Natural language region descriptions:

------------------------------

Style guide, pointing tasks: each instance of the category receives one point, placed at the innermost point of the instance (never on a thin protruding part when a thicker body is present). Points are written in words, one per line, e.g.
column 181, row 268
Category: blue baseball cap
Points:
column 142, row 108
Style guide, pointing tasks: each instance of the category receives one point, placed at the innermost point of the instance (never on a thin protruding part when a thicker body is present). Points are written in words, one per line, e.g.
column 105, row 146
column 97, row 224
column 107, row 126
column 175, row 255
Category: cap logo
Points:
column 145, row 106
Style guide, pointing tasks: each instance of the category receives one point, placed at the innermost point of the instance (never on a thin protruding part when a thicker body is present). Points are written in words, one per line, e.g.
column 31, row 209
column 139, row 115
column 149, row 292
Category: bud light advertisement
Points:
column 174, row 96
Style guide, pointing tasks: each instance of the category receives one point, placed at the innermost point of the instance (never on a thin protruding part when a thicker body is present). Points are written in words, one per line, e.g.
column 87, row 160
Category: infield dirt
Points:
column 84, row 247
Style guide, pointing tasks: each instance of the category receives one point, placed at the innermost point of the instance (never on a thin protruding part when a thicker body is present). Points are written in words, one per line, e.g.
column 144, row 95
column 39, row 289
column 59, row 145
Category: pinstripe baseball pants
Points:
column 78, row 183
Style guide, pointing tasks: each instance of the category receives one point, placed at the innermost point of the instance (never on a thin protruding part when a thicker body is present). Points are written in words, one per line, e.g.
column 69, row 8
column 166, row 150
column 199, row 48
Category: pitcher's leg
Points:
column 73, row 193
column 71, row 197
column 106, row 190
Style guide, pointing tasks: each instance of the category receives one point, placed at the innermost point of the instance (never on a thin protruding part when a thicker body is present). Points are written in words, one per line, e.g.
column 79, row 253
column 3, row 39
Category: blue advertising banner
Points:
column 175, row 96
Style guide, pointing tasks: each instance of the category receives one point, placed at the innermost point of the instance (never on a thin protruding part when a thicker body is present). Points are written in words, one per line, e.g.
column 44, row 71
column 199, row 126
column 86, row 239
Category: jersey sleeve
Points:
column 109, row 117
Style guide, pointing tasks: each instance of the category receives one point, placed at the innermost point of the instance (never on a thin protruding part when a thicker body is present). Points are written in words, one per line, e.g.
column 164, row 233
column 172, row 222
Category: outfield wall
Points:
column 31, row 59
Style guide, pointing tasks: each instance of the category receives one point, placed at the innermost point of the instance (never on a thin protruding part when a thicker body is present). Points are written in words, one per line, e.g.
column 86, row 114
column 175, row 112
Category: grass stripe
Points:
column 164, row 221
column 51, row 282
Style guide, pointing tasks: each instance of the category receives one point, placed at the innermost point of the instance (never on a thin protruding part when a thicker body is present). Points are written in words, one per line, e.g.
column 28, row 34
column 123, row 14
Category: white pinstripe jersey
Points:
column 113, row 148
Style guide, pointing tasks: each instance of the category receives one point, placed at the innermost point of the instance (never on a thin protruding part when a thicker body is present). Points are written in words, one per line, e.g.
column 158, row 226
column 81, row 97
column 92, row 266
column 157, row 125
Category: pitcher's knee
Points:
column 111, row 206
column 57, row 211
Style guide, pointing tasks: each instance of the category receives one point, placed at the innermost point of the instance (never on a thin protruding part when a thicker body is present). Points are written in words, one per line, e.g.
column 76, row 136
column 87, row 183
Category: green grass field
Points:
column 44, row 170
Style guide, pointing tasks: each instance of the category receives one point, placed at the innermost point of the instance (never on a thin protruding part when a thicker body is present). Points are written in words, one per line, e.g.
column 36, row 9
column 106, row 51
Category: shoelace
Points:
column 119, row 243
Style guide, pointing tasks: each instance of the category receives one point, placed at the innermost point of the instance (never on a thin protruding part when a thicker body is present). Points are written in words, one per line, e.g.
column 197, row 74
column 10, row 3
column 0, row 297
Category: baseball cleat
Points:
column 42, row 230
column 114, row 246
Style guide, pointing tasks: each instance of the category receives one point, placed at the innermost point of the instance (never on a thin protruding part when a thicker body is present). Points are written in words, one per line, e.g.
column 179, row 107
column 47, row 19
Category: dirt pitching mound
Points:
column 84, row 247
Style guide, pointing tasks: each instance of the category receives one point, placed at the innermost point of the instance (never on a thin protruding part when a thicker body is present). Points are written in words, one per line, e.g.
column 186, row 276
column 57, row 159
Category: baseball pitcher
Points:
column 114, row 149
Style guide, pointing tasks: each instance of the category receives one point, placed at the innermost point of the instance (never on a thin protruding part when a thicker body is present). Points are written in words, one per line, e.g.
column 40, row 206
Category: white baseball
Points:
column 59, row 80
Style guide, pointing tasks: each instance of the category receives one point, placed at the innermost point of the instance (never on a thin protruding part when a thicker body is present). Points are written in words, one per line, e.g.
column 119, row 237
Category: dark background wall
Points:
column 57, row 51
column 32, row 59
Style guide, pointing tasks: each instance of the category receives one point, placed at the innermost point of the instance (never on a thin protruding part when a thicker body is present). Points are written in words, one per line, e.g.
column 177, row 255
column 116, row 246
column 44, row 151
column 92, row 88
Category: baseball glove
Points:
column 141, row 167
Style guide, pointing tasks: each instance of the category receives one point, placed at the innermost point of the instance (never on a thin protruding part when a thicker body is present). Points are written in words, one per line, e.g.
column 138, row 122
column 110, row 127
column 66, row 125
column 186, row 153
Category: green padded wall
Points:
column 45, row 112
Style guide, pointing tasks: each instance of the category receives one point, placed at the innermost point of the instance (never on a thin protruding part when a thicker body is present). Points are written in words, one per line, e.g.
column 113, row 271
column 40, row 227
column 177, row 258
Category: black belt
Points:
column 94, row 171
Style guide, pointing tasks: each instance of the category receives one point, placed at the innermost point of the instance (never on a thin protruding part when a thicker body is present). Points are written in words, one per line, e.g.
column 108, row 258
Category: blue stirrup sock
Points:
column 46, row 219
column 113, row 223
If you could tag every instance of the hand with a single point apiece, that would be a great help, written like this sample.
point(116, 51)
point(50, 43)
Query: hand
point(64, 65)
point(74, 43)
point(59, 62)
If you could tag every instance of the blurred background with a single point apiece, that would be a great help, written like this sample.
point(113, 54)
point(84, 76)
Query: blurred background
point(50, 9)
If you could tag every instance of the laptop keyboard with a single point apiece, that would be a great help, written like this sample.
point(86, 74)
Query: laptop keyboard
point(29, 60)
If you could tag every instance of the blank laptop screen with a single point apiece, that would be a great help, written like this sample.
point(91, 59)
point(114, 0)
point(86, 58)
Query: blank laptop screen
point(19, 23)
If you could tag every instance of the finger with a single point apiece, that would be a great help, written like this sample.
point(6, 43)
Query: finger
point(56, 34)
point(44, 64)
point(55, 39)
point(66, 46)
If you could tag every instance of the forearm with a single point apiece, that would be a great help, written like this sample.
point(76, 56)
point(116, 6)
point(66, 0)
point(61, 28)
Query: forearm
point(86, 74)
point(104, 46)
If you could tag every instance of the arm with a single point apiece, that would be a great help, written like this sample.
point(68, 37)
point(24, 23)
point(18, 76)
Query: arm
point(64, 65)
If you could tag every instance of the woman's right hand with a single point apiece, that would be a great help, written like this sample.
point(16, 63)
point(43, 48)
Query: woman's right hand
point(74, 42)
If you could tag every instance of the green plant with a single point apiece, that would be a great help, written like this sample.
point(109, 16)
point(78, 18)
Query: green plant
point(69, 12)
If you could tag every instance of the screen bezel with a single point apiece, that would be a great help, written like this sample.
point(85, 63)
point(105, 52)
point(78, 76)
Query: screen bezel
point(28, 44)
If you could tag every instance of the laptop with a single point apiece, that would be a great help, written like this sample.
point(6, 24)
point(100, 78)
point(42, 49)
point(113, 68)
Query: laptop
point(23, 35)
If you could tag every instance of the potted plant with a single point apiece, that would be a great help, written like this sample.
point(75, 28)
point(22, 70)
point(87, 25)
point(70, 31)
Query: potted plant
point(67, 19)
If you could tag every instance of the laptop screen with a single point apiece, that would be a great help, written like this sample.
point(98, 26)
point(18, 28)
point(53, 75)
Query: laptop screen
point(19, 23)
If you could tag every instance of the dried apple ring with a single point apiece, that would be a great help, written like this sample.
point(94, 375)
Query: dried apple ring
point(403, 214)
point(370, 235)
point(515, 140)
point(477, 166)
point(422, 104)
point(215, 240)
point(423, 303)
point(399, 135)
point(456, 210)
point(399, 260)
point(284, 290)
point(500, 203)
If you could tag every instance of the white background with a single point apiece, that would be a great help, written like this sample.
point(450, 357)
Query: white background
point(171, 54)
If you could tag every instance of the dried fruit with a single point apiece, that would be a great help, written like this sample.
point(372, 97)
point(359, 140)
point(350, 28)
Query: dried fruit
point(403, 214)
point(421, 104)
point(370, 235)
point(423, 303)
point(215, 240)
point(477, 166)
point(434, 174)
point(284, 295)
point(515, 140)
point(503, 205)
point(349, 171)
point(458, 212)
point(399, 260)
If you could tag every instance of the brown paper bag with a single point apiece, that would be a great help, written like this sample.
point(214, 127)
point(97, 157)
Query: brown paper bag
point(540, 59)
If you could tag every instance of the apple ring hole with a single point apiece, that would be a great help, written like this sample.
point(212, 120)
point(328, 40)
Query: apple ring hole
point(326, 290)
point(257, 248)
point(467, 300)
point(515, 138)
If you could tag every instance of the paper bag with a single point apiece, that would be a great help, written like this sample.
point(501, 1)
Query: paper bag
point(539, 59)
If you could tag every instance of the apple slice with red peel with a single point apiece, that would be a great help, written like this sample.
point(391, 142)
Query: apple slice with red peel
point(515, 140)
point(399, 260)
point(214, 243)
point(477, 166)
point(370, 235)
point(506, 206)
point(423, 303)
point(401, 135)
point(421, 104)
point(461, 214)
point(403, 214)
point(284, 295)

------------------------------

Directions: Look through the data above and report every line in which "dirt" appears.

Expected answer:
Category: infield dirt
Category: dirt pitching mound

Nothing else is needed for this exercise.